## start
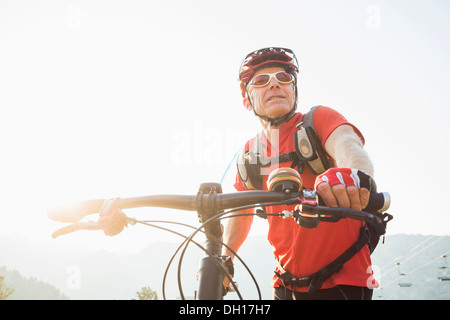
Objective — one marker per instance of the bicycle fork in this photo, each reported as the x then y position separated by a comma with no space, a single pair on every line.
210,283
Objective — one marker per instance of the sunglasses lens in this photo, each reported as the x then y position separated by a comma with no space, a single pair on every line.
283,77
261,80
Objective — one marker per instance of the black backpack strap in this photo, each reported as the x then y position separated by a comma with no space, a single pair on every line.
308,146
315,281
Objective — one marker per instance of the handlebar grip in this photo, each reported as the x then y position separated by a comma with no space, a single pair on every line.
378,202
75,212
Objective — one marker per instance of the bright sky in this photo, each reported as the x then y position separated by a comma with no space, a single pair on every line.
128,98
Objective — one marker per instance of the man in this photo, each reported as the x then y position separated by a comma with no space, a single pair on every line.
268,81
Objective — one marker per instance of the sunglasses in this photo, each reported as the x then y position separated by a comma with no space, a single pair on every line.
263,79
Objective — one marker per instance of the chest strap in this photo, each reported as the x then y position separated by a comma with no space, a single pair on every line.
314,282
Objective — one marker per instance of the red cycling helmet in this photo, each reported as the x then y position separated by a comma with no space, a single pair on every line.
266,57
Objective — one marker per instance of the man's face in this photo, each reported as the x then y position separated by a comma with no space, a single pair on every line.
273,100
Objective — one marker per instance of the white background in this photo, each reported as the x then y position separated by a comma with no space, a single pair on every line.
128,98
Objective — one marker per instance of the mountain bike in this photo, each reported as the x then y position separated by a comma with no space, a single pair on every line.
212,206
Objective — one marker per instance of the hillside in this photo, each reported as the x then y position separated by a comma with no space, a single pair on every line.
106,275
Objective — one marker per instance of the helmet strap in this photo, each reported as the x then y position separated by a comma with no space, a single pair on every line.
278,121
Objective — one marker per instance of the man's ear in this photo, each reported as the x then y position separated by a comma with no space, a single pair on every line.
247,104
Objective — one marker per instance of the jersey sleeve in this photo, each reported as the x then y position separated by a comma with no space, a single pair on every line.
326,120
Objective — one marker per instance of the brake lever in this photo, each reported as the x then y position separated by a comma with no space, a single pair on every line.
86,225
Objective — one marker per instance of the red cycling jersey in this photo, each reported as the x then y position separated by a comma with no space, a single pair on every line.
302,251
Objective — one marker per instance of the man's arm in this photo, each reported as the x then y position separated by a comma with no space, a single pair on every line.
346,148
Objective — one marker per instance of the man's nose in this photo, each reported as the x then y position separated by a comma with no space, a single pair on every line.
273,83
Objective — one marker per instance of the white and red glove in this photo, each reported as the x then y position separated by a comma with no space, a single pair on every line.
345,176
344,187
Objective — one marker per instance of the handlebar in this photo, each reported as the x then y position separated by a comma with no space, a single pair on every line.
211,205
378,202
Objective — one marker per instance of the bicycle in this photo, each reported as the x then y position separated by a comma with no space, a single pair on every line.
212,206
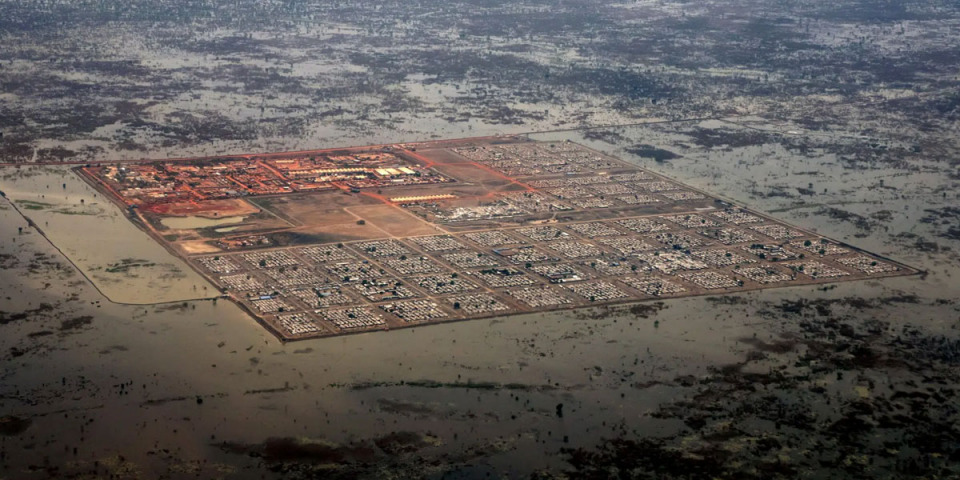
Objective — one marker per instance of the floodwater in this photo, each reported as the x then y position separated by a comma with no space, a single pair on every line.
120,259
144,391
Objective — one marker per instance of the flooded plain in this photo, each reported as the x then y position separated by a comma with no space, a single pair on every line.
197,388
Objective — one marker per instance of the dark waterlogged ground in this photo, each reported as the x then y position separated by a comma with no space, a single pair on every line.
## end
Task to carry out
Output all of the records exactly as they appear above, but not the pictures.

Exercise response
Objective — one marker per instance of the bicycle fork in this photo, each reported as the x then y position separated by a comma with no space, a single pair on every line.
210,283
Objective — one marker per instance of the sunglasses lens in this photo, each reported as the x then y position separated by a comma with no space, a single pair on every line.
283,77
261,80
Objective — one marker per instance of the black backpack strap in this photo, each reported as the x then y position separated by a comma with no space, a single pair on every line.
308,146
315,281
Objective — one marker per instance of the handlebar grip in this photo, each reported as the x then y position separated by a comma with no space, a single pair on every line.
378,202
75,212
Objective — one marker per instance of the bright sky in this photo, each reported as the x then y position separated by a comma with no space, a single pair on every line.
128,98
Objective — one marker per instance of the man in this photo, each reported as the x then y position separated by a comma with no space, a single pair on every line.
268,81
Objective — one marker per instance of the sunglasses in this photo, each reported as the x then y position separated by a comma with no space, a single pair on every line.
263,79
Objective — one marker per instance of the chest strap in this photo, each reported as the x then y position separated by a comma with no space, a single pair on every line.
314,282
Objective — one marker per instance of the red cycling helmet in this photo, each reported as the x then y position separated by a comma with no space, a single pair on every line.
266,57
Objective — one marker per instance of the man's face in this photo, each reported as the x then y position separated by a comma with no space, a single pair on every line.
273,100
Objective — one marker per instance of the white background in this photo, each reported as the x then y position separated by a comma with no space, a single pair on every line.
128,98
Objective — one marker per instance of the mountain bike in this photo, each reported as the x then y position separated by a comma with no space, a single pair on every line.
212,206
Objective — one marker per instance of the hillside in this photo, each reported as the x then y position separated by a comma with no space, a single pair on every line.
106,275
Objective — one marker per instance of the helmet strap in this photo, each reported as the x then y position separated by a comma with no space, a single pair on every line.
278,121
Objective — one marker per instance of the man's ear in this photo, each reported as the x then y position separated by a comma with no space, a single pair on every line.
247,104
Objective — one marker per instance of the jersey sleeve in this photo, each reported as the x then y position separated by a comma with no space, a single pair on every line.
326,120
Objective — one marker per instance of the brake lever in this photo, each reported as the x then y position separated by a comma with no space, a single pair on every line.
86,225
Objective — one marker per instance of the red cycling jersey in this photo, each reported as the x then y position separated by a comma with no space, a single pair on every line.
302,251
Objective — one marker per instance of the man's arm in this photo, each reported as the x then y position separated by a comma with no space, a single pair on every line.
346,148
Objective — one marker per instance of the man's nose in this photo, each reported as the x then y position separated by a comma with no space, a single pair on every line.
273,83
Objective — one marker per instance of the white and red glove in this photo, each reported as the x then y position separated by a comma with no space, a single pair on every line.
345,176
344,187
Objective — one marker per instance of the handlebar in this photo, each reported as the x then y position separated by a comma with no space, a single pair on every line.
211,205
378,202
Objective — one marker per instance of the bicycle in this photo, each reported as the x then y position separated by a comma with no space, a single pair on every line.
212,206
Objective — one marker per instance of the floodwater in this photo, each reported as the x then y position separated by a comma with no space, a single pair on every line.
120,259
144,391
Objective — one marker per instance of the flooded plain in this photo, each reported as the x then y position separated by a comma with no space, a single pair on every line.
197,388
Objective — one marker per instance of the dark waterlogged ground in this photo, each reported as the x then y position separated by a comma with no space, a single pair on every line.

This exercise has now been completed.